[Task objective] Your answer should be the exact lines of the data below from the one containing "Target: cloud" through the one containing "Put a marker on every instance of the dry"; please include nothing else.

Items from a data source:
===

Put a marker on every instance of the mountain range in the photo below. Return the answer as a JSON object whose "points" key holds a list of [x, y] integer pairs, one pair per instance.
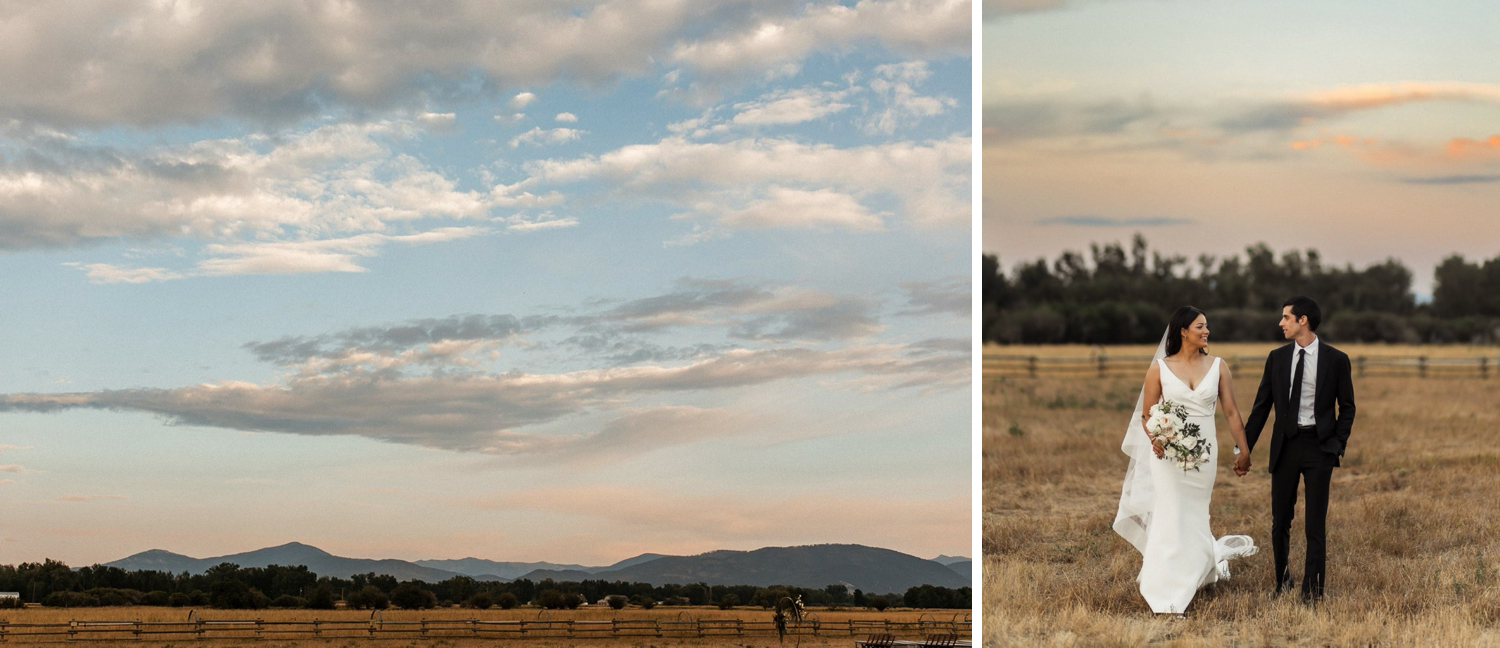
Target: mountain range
{"points": [[815, 566]]}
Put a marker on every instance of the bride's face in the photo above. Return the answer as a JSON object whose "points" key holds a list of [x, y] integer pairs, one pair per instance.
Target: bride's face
{"points": [[1197, 333]]}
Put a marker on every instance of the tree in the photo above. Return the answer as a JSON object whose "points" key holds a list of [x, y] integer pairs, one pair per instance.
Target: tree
{"points": [[551, 599], [837, 593]]}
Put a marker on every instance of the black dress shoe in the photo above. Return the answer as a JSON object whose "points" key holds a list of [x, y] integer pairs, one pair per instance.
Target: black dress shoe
{"points": [[1284, 585]]}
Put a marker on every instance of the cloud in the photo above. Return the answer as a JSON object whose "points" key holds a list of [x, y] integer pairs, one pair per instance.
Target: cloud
{"points": [[920, 27], [294, 350], [630, 434], [789, 107], [474, 411], [1037, 119], [284, 60], [942, 297], [747, 311], [294, 257], [1107, 221], [539, 135], [1451, 180], [542, 224], [1328, 104], [896, 83], [108, 273], [330, 179], [930, 179], [522, 99], [1002, 8], [438, 120], [441, 383], [738, 518], [795, 209], [1461, 147]]}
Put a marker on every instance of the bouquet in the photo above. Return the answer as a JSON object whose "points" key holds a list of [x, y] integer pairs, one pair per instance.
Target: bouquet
{"points": [[1181, 441]]}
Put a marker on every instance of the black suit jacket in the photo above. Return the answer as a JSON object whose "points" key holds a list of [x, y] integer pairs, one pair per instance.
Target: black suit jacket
{"points": [[1334, 387]]}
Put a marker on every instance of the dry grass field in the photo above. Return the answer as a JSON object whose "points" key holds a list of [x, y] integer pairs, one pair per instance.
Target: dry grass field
{"points": [[54, 615], [1413, 519]]}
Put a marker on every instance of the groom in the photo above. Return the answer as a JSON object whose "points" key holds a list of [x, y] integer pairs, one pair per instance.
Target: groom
{"points": [[1302, 381]]}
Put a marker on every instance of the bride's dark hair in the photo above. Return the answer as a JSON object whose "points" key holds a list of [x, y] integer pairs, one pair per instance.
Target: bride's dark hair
{"points": [[1181, 320]]}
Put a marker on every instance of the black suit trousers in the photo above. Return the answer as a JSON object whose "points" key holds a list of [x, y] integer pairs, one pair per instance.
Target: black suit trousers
{"points": [[1301, 459]]}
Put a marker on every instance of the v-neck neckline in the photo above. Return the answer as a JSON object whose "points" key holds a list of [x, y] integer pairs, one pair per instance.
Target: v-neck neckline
{"points": [[1185, 383]]}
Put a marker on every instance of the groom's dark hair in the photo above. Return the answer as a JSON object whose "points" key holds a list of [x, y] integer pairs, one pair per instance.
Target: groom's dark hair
{"points": [[1305, 308]]}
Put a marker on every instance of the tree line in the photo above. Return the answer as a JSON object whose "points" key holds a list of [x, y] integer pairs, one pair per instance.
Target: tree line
{"points": [[1124, 296], [233, 587]]}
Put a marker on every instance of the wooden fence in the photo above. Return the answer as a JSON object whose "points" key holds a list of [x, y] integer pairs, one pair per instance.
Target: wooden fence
{"points": [[1421, 366], [684, 627]]}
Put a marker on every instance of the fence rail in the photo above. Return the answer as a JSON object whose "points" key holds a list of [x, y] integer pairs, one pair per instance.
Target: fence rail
{"points": [[198, 629], [1421, 366]]}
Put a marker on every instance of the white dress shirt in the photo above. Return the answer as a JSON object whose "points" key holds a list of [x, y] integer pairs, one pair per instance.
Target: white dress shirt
{"points": [[1308, 380]]}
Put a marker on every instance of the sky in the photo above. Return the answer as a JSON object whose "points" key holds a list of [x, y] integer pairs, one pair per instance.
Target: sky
{"points": [[522, 281], [1364, 131]]}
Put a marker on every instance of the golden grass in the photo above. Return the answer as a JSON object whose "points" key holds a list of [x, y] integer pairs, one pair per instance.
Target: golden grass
{"points": [[54, 615], [1413, 522], [1248, 350]]}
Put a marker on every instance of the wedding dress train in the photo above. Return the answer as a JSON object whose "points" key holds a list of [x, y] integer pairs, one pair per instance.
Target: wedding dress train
{"points": [[1167, 519]]}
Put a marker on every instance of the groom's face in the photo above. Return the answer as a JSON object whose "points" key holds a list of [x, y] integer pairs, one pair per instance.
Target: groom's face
{"points": [[1290, 324]]}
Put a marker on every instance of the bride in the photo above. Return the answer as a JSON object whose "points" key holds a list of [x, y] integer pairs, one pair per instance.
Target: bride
{"points": [[1164, 510]]}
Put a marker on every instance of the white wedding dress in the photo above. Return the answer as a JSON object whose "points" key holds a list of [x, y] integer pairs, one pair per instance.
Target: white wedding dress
{"points": [[1164, 510]]}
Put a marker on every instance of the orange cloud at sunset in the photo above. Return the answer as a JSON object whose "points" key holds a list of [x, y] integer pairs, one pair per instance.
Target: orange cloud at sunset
{"points": [[1404, 92], [1458, 147]]}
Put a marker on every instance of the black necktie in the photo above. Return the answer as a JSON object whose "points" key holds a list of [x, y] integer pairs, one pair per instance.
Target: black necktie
{"points": [[1296, 393]]}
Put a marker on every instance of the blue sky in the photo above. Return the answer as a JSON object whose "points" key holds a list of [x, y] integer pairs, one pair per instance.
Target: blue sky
{"points": [[519, 281], [1364, 131]]}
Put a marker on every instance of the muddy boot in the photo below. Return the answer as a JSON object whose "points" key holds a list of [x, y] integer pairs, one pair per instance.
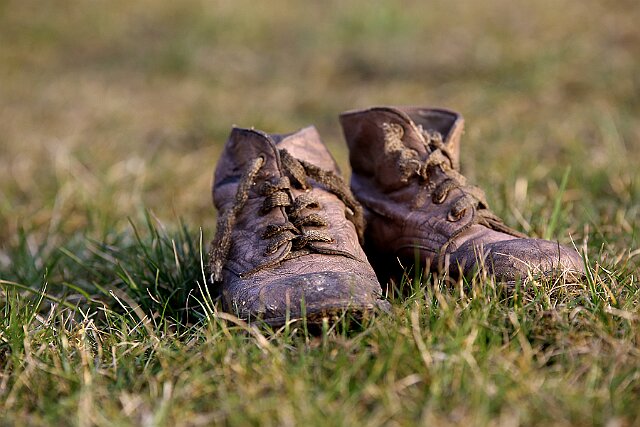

===

[Response area]
Target: cloud
{"points": [[920, 27], [294, 350], [630, 434], [789, 107], [474, 411], [1037, 119], [284, 60], [942, 297], [747, 311], [294, 257], [1107, 221], [539, 135], [1451, 180], [542, 224], [1328, 104], [896, 83], [108, 273], [330, 179], [930, 179], [522, 99], [1002, 8], [438, 120], [441, 383], [738, 518], [795, 209], [1461, 147]]}
Put a marker on every instance of the bouquet in the photo above. Return the answer as a JSON object whose "points" key holds a list of [x, y] integer pairs, one pair per instance.
Target: bouquet
{"points": [[1181, 441]]}
Put a marker on every instance of the black suit jacket in the photo above. Return the answer as a JSON object whose "points" key holds a list of [x, y] integer pairs, one pair per instance.
Target: black suit jacket
{"points": [[1334, 387]]}
Put a marker on every instance of the dry grass field in the photo above. Return the answer as a JSON object whose "points" key holds a list of [x, y] integer pairs, one pair per instance.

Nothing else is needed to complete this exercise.